## start READING PASSAGE

TAXATION OF LESSEES OR USERS OF TAX-EXEMPT PROPERTY
Act 189 of 1953
AN ACT to provide for the taxation of lessees and users of tax-exempt property.
History: 1953, Act 189, Imd. Eff. June 10, 1953
The People of the State of Michigan enact:
211.181 Taxation of lessees or users of tax-exempt real property; business conducted for profit; exceptions.Sec. 1.
(1) Except as provided in this section, if real property exempt for any reason from ad valorem property taxation is leased, loaned, or otherwise made available to and used by a private individual, association, or corporation in connection with a business conducted for profit, the lessee or user of the real property is subject to taxation in the same amount and to the same extent as though the lessee or user owned the real property.
(2) Subsection (1) does not apply to any of the following:
(a) Federal property for which payments are made instead of ad valorem property taxes in amounts equivalent to taxes that might otherwise be lawfully assessed or property of a state-supported educational institution, enumerated in section 4 of article VIII of the state constitution of 1963.
(b) Property that is used as a concession at a public airport, park, market, or similar property and that is available for use by the general public.

## end READING PASSAGE
## start ENTRIES

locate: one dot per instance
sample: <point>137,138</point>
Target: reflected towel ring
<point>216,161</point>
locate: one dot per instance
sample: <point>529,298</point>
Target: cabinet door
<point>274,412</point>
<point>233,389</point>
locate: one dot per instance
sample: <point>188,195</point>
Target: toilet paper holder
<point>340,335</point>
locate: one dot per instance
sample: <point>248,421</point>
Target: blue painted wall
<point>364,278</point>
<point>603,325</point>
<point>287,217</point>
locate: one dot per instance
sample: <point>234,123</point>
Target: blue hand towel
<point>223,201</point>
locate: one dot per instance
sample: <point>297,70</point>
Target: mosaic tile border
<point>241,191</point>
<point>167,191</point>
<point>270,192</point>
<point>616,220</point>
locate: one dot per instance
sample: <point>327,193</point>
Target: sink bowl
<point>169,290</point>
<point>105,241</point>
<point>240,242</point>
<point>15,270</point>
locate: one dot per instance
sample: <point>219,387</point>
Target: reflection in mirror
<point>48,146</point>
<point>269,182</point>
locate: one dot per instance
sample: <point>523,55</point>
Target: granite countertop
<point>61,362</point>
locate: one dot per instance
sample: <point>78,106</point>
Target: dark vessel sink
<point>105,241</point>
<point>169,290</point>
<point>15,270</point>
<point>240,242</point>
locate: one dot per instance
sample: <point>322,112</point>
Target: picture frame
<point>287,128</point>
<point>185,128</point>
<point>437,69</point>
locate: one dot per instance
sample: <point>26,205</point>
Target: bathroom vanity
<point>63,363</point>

## end ENTRIES

*WHAT IS ASKED*:
A) From the statute on taxing lessees of tax-exempt property, extract the passage between "History: 1953, Act" and "profit; exceptions.Sec. 1.", inclusive.
B) Which kinds of private users does the statute on taxing lessees of tax-exempt property name in subsection (1)? List them all.
C) Write what comes next in the statute on taxing lessees of tax-exempt property, starting after its last sentence.

*ANSWERS FOR THIS EXERCISE*:
A)
History: 1953, Act 189, Imd. Eff. June 10, 1953
The People of the State of Michigan enact:
211.181 Taxation of lessees or users of tax-exempt real property; business conducted for profit; exceptions.Sec. 1.

B) private individual, association, corporation

C)
(c) Property that is used by the lessee or user only in conjunction with a county fair, community fair, 4-H fair, or state fair of this state, or in conjunction with a special event for which the lessee or user pays a fee to the county fair, community fair, 4-H fair, or state fair. As used in this subdivision, "special event" means an event during which property is occupied by the lessee or user for not more than 14 consecutive days.
(d) For tax days before December 31, 1985, property that is used by the lessee or user in such a manner that the city or township in which the property is located receives revenue under section 17 of the horse racing law of 1995, 1995 PA 279, MCL 431.317.
(e) Real property located in a renaissance zone, except a casino, to the extent and for the duration provided in the Michigan renaissance zone act, 1996 PA 376, MCL 125.2681 to 125.2696, except a special assessment or a tax described in section 7ff(2) of the general property tax act, 1893 PA 206, MCL 211.7ff. As used in this subdivision, "casino" means a casino or a parking lot, hotel, motel, or retail store owned or operated by a casino, an affiliate, or an affiliated company, regulated by this state pursuant to the Michigan Gaming Control and Revenue Act, 1996 IL 1, MCL 432.201 to 432.226.
(f) Property that qualifies as a public bridge facility that is used by a concessionaire pursuant to a public-private agreement entered into with a city under section 5k of the home rule city act, 1909 PA 279, MCL 117.5k. As used in this subdivision, "concessionaire", "public bridge facility", and "public-private agreement" mean those terms as defined in section 5k of the home rule city act, 1909 PA 279, MCL 117.5k.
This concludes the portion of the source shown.